WHAT THIS TASK INVOLVES
Return the records exactly, from the first line through the "[[102, 74], [570, 615]]" line.

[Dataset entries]
★ ★ ★ ★ ★ ★ ★

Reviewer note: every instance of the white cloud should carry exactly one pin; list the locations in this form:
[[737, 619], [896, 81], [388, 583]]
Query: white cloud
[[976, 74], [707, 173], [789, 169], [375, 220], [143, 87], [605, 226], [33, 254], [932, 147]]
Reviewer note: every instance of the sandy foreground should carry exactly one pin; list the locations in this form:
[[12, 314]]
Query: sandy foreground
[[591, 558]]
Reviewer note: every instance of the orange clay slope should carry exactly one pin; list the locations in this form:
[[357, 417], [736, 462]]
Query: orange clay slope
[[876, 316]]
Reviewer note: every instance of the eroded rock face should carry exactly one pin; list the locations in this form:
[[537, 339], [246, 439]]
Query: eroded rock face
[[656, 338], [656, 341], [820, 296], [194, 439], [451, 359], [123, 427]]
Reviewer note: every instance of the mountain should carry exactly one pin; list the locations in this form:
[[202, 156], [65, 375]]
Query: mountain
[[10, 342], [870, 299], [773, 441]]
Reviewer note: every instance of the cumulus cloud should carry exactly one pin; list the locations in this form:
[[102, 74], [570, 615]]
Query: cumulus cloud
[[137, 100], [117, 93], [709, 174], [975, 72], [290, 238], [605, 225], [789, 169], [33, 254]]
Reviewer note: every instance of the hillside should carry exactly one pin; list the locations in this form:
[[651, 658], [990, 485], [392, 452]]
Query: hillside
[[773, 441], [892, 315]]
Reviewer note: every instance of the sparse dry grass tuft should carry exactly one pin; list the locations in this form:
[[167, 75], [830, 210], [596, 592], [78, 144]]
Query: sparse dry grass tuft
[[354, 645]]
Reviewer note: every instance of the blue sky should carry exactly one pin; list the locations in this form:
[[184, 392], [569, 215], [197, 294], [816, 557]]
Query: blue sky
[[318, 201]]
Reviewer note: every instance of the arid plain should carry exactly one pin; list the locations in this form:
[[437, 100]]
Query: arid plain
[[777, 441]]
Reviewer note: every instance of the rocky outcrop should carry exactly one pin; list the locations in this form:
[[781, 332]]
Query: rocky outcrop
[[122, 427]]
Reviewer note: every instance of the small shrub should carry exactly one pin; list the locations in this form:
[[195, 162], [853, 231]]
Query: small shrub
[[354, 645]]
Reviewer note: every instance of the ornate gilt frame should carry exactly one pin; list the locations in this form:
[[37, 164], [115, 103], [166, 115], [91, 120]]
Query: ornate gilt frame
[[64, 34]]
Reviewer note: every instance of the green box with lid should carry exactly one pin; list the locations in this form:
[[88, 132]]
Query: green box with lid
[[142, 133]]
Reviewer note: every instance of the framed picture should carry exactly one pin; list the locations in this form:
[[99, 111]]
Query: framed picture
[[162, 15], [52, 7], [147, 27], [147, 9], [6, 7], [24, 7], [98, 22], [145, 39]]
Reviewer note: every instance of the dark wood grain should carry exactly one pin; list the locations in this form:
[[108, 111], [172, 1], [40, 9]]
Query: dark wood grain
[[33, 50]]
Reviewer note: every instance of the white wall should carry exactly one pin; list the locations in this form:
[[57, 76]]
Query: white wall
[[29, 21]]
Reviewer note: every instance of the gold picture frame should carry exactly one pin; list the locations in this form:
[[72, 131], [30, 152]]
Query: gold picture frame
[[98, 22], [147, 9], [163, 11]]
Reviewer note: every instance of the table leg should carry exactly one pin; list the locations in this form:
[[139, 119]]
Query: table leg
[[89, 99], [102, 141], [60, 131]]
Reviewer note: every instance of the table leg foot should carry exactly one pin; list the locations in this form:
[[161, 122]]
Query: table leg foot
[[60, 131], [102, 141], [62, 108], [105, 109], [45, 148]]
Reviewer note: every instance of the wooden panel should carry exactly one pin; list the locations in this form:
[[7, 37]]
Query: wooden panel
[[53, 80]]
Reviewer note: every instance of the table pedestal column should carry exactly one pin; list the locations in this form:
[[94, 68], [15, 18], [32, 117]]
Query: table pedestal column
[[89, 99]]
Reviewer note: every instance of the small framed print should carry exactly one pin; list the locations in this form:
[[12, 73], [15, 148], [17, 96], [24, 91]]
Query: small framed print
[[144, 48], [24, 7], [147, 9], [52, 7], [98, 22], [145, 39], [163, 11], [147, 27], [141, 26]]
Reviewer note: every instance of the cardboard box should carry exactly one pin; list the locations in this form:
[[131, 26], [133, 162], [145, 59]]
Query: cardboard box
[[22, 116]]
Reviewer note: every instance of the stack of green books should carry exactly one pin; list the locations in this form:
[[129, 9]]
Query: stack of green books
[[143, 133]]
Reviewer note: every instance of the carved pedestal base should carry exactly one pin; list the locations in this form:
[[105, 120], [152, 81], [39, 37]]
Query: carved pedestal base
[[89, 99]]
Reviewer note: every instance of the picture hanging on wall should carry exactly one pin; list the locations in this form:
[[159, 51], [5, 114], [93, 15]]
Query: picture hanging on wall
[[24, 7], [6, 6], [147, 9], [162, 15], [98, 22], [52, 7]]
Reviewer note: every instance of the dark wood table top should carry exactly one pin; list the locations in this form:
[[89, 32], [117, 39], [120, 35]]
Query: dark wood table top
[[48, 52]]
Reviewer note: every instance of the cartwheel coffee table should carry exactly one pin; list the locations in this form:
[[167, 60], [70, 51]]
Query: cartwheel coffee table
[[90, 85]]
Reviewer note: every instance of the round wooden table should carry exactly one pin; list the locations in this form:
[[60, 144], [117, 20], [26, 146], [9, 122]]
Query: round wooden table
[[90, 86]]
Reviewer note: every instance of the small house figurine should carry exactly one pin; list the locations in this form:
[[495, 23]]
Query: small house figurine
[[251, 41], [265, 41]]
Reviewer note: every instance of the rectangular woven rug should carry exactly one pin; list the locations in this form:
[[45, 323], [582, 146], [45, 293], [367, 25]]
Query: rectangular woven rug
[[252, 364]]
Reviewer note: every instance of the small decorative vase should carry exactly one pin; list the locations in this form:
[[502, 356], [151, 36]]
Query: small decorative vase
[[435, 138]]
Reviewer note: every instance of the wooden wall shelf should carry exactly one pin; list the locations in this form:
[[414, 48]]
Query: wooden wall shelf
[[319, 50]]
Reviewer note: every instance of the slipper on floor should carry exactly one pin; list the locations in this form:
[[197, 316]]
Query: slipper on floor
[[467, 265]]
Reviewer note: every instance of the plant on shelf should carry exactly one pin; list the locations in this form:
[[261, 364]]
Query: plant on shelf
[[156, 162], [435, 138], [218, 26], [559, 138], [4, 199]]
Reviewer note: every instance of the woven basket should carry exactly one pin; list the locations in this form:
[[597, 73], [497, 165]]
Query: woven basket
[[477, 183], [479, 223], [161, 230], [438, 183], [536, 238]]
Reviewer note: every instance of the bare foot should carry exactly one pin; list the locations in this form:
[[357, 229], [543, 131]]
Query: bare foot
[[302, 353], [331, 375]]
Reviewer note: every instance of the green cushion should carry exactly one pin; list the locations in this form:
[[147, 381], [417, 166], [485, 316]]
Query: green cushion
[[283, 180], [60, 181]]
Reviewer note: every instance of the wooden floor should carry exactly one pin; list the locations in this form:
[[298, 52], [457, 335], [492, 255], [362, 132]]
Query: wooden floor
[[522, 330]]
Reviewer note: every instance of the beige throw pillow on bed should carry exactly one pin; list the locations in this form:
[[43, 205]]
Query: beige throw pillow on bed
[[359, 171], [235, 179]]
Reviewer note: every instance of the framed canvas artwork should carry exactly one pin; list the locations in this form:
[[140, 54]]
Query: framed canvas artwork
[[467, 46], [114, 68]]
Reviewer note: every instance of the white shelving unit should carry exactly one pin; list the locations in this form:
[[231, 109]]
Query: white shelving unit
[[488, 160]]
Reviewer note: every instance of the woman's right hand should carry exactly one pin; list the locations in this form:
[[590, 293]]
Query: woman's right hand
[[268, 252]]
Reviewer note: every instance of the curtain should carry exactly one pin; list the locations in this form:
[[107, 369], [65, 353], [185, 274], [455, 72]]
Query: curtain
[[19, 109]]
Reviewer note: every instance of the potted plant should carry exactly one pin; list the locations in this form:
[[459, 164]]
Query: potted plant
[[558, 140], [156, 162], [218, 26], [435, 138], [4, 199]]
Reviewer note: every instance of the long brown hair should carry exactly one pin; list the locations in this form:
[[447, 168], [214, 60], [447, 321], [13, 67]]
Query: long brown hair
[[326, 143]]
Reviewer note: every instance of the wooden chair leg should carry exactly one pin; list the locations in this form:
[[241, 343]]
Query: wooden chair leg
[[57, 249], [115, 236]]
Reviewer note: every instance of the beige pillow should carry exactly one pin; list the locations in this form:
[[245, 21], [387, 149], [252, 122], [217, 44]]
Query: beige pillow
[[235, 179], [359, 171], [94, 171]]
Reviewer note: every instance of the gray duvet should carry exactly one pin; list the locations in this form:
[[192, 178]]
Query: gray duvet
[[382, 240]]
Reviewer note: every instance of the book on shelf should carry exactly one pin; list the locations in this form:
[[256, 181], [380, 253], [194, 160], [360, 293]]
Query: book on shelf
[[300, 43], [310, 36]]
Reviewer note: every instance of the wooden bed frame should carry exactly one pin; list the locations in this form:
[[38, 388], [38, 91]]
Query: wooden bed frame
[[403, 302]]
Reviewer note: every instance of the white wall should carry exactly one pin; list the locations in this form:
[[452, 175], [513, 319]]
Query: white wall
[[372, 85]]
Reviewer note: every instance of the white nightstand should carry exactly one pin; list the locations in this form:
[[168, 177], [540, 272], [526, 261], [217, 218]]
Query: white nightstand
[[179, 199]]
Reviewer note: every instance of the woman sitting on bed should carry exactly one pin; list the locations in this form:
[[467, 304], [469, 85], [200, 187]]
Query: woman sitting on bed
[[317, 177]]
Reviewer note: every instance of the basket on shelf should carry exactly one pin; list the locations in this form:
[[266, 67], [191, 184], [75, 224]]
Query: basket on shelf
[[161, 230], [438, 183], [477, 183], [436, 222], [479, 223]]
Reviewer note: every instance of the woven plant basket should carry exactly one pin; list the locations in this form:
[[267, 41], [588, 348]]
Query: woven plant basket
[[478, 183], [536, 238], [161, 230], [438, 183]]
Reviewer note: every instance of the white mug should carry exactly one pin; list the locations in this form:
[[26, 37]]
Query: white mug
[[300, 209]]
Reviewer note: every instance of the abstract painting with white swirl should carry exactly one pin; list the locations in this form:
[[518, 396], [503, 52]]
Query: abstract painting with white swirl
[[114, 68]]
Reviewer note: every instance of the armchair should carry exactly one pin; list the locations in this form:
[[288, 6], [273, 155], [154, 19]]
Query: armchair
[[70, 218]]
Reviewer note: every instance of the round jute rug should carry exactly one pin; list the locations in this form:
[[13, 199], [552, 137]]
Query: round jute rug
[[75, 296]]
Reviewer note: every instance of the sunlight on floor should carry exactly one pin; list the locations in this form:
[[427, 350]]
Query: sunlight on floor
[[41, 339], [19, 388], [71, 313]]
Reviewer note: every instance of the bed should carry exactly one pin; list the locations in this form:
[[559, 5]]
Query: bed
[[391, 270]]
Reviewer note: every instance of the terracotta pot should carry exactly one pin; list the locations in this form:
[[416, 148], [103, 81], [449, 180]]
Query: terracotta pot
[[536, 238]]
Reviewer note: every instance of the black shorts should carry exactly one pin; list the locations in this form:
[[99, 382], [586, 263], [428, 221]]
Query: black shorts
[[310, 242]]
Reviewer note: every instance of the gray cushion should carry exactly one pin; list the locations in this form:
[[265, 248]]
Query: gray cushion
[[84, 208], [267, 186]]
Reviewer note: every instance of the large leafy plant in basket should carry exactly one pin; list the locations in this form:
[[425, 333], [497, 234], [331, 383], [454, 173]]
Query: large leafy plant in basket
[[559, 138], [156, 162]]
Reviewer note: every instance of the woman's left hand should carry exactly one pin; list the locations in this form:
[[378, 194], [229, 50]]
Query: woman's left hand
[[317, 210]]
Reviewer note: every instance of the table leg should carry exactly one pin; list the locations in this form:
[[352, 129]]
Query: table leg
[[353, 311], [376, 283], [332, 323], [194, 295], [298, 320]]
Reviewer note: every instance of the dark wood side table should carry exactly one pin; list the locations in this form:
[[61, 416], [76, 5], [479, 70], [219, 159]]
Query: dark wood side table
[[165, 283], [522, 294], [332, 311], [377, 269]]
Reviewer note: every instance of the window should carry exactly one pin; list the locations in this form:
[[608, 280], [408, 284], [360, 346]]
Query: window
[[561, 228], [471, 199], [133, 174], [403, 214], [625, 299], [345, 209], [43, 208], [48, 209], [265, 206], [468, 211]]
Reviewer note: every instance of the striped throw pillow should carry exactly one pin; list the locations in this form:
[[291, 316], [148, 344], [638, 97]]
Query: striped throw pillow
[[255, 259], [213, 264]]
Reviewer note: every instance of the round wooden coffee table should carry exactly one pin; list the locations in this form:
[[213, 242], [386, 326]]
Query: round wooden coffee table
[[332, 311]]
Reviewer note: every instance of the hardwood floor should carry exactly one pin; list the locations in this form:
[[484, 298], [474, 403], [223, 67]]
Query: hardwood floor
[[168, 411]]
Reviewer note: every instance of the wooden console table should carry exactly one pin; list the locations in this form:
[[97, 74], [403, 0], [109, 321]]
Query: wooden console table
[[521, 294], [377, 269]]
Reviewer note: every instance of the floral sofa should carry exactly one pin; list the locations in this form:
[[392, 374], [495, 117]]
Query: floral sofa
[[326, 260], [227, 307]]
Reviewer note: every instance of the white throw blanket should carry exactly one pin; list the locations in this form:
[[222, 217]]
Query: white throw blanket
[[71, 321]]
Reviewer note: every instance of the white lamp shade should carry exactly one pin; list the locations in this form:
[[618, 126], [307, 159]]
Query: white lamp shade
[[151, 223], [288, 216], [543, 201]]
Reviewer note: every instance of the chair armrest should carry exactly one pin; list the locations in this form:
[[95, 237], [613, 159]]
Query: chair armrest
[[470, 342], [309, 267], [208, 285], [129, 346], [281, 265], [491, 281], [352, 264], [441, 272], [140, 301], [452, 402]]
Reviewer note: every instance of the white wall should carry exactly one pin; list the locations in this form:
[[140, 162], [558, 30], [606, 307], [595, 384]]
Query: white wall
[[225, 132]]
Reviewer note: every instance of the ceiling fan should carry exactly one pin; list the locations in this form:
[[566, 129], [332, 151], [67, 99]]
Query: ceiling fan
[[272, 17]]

★ ★ ★ ★ ★ ★ ★

ANSWER SECTION
Reviewer note: every instance of the white cloud should carry exactly one pin; list the locations in this form:
[[737, 619], [896, 81], [388, 583]]
Query: white cloud
[[976, 74], [707, 173], [789, 169], [375, 220], [143, 87], [605, 226], [33, 254], [932, 147]]
Reviewer note: every instance of the sandy foreground should carry exactly one pin; list the locations in this form:
[[12, 314]]
Query: sandy foreground
[[591, 558]]
Reviewer note: every instance of the orange clay slope should carry exactly one pin; list the locations in this form:
[[357, 417], [736, 462]]
Query: orange clay slope
[[876, 316]]
Reviewer note: every instance of the eroded rock face should carry exactly one pin; list the locations in this form:
[[537, 339], [246, 439]]
Query: eroded rock face
[[656, 338], [656, 341], [820, 296], [194, 439], [451, 359], [123, 427]]
Reviewer note: every instance of the mountain should carry exactly one pin; list the locations in this form:
[[202, 156], [65, 375]]
Query: mountain
[[10, 342], [870, 299], [773, 441]]
Reviewer note: every instance of the cumulus cloud should carry exactly one pin; list the locations in this form:
[[102, 74], [570, 615]]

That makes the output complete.